**Exercise requirements:** According to the post about 1970s fashion magazines, how many issues of Seventeen did the writer buy last summer, and from which year were they?

**Given passage:**

= Beginning of Section =

Long-time readers will know of my fascination with the fashions, music, and pop culture of the 1970s. Is it any wonder? The ’7os held all my high school years and all but a few months of my college ones. I love looking at old magazines from the time because I remember a lot of the ads and get a good laugh out of others. The looks! The prices!
Last summer I bought a lot of six Seventeen mags from 1972. The price wasn’t bad considering how many happy hours I’ve had looking at them and being alternately delighted and horrified that yes, I used to dress like that.
Thought I’d share some looks with you from the December issue. Here’s a gem of an outfit from Bobbie Brooks, in Christmas colors, no less:
Remember those idiotic polyester knit vests? It seemed to be a contest who could make the weirdest-looking ones. This one has ruffly straps. WTF is up with the model’s glasses? Is she a welder in her spare time?
Maybe you’re in more of a pastel mood. JCPenney is there for you:
Let’s be honest; if men dressed like this they were pimps.
The palazzo skirt was actually wide-legged pants. Really, really wide-legged. I think an entire bolt of fabric was sacrificed to make them, and you could shelter a small family in there. And is that another ruffled vest? It is.

= End of Section =

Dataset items

= Beginning of Section =

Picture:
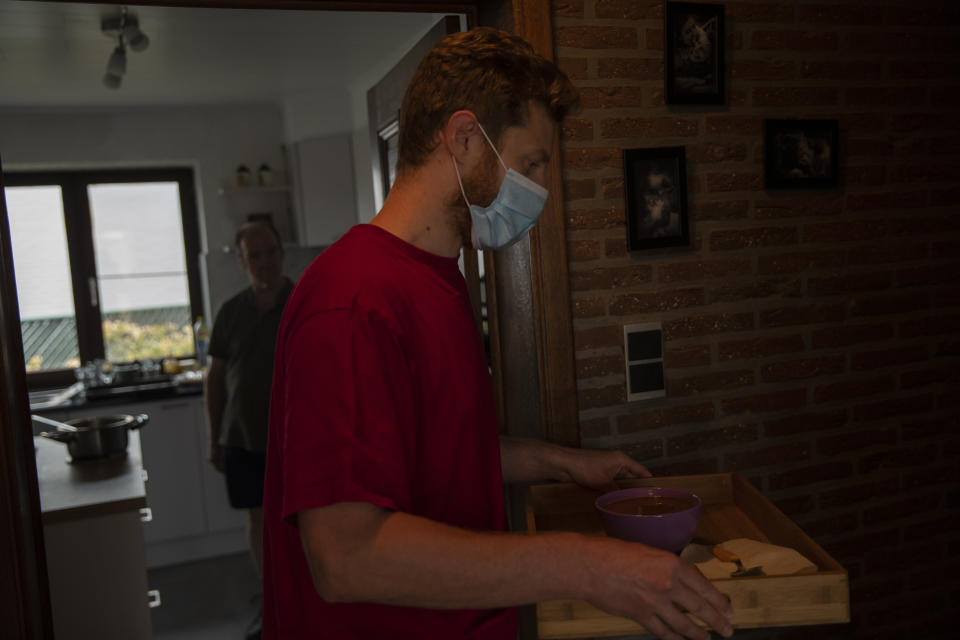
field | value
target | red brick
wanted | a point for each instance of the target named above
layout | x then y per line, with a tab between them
592	158
796	96
778	70
734	181
853	388
753	238
915	504
849	283
796	207
578	189
577	129
879	254
802	369
629	9
599	337
765	402
702	269
647	127
633	303
580	250
720	210
930	326
888	200
852	441
687	356
869	360
947	374
841	70
850	495
795	40
595	37
760	347
610	97
611	277
720	381
802	423
893	408
824	472
575	68
588	307
800	262
600	218
710	439
657	418
567	8
596	428
776	455
630	68
599	366
834	15
805	315
709	152
707	325
734	125
594	398
850	334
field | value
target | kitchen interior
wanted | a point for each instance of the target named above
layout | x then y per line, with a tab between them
267	112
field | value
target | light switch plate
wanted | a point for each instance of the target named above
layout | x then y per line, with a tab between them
643	355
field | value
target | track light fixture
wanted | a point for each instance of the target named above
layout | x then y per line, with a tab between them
125	29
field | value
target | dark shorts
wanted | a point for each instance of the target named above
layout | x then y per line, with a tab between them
244	471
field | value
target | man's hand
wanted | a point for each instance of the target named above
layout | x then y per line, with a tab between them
656	588
597	469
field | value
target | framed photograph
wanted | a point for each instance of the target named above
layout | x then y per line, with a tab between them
800	154
693	47
655	182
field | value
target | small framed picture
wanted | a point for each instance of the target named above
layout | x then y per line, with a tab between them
800	154
655	182
693	47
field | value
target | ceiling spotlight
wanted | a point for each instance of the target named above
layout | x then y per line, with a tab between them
126	30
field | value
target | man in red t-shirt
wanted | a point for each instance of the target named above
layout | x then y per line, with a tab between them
383	504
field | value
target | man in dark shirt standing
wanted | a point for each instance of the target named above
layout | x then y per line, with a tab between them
237	386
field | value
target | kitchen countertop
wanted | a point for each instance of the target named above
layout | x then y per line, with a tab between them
90	488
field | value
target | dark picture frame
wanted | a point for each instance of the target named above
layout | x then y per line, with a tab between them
801	154
694	46
655	185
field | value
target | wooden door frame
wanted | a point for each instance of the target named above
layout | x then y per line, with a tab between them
26	605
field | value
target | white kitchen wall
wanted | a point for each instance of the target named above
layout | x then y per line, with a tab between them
212	140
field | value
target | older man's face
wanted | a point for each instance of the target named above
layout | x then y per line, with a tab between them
261	257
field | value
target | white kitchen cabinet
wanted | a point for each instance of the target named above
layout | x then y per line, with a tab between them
172	461
324	200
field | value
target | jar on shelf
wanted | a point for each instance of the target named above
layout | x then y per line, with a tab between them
244	176
265	176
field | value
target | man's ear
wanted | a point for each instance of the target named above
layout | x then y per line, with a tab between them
460	135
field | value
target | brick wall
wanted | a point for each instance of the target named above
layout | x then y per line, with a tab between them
812	338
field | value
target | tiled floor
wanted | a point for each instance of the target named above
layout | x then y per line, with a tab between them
213	599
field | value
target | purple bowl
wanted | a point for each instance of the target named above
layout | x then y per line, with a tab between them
670	531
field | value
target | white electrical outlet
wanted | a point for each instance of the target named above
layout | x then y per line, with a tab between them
643	355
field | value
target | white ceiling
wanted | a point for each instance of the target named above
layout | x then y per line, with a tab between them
54	54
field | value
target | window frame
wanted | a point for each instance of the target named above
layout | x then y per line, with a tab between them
80	248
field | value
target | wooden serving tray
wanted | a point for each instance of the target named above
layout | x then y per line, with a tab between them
732	508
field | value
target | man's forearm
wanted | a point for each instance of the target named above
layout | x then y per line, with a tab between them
524	461
412	561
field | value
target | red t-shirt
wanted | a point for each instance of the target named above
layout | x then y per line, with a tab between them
381	394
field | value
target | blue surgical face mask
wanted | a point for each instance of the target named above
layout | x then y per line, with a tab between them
511	214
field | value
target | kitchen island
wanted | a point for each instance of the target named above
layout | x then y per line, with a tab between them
96	563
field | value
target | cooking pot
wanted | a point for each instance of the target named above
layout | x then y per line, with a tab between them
94	438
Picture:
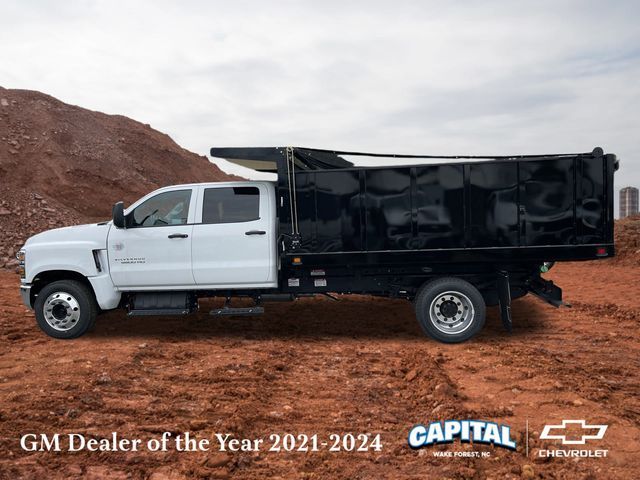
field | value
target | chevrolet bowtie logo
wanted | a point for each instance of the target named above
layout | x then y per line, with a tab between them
561	429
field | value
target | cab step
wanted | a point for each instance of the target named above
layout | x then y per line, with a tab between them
246	311
159	311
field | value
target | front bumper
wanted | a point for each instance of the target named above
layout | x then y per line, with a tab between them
25	293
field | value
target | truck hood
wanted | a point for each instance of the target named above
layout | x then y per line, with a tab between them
94	234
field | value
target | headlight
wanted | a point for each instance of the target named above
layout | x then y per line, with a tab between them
21	256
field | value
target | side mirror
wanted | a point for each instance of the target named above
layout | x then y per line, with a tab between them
118	214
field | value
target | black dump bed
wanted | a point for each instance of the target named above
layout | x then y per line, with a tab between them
449	209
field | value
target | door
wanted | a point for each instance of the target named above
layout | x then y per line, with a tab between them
154	250
234	237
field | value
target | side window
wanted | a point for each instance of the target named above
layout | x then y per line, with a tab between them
231	205
168	208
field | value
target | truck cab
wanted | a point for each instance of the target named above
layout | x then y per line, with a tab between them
175	241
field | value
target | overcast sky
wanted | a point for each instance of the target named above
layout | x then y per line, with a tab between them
485	77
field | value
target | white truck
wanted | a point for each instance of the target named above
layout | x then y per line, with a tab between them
451	237
218	236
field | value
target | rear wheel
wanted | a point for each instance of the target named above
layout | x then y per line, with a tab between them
450	309
65	309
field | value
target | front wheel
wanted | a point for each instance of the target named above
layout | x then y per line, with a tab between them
450	309
65	309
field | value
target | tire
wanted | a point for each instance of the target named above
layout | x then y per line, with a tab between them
65	309
450	309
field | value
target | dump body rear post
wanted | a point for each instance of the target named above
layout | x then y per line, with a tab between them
453	234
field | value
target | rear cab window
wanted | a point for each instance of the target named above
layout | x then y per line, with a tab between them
230	205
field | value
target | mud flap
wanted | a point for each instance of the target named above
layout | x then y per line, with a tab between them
504	298
547	291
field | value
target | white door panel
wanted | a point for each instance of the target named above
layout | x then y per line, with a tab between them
223	253
155	248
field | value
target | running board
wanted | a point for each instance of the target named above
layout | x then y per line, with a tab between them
159	311
228	311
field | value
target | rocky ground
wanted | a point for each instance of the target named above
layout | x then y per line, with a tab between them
317	366
62	164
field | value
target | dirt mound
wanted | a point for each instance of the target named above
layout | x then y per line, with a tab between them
627	240
61	164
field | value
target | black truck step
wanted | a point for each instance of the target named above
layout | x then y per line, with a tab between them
237	311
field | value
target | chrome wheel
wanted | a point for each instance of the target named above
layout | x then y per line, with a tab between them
61	311
451	312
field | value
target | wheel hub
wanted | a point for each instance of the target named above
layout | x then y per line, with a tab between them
451	312
448	308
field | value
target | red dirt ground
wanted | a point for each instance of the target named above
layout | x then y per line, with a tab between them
317	366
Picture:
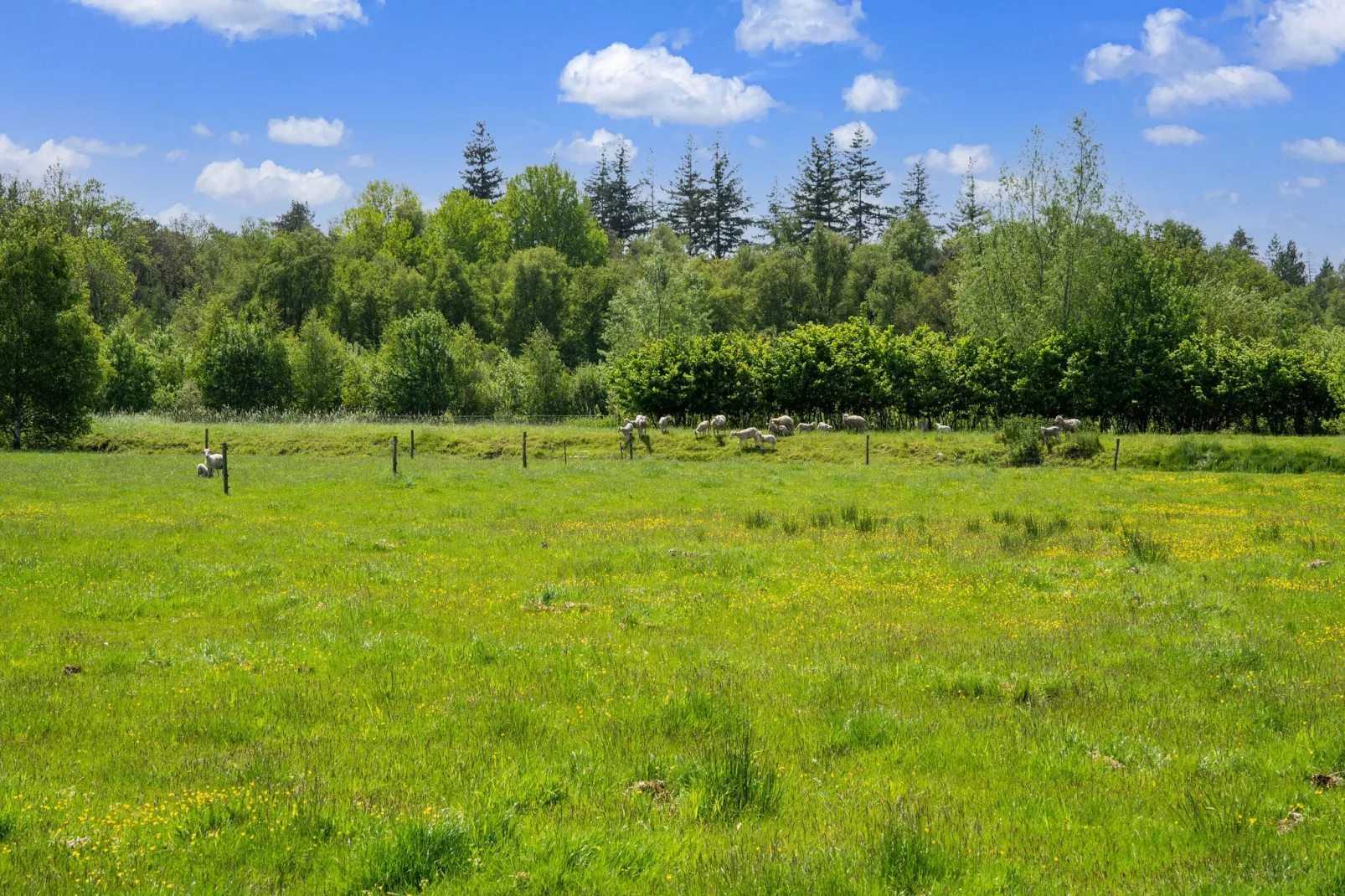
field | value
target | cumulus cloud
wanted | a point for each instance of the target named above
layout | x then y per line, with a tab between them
237	19
788	24
1187	70
845	135
1242	86
1327	150
100	148
306	132
1173	136
268	183
1296	33
958	160
33	163
590	150
624	82
873	93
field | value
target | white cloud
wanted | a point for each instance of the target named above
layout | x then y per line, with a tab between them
1188	71
845	133
100	148
787	24
237	19
1296	33
307	132
1224	86
33	163
1222	194
958	160
1325	150
873	93
270	183
1172	136
631	84
590	150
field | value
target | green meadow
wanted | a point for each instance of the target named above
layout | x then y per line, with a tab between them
760	673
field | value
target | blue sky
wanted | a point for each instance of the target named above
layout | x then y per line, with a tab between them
230	108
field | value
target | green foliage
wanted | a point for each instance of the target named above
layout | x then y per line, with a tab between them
242	365
415	373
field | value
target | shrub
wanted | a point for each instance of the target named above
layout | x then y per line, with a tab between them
1023	437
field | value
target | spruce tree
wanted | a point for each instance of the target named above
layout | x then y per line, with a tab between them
482	178
916	194
727	205
819	190
686	209
865	182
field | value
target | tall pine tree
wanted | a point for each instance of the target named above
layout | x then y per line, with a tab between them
819	190
865	182
686	208
727	205
482	178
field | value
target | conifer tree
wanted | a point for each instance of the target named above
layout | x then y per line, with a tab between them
865	182
819	190
482	178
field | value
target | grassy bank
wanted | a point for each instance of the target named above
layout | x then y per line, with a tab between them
646	678
597	441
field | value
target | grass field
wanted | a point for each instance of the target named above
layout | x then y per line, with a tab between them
621	677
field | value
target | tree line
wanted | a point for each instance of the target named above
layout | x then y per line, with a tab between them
539	294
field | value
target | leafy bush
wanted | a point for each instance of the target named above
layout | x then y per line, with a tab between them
1023	437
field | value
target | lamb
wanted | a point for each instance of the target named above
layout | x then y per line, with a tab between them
213	461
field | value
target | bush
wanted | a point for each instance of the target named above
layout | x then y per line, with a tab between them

= End of Section =

**Exercise solution:** Six issues, all from 1972.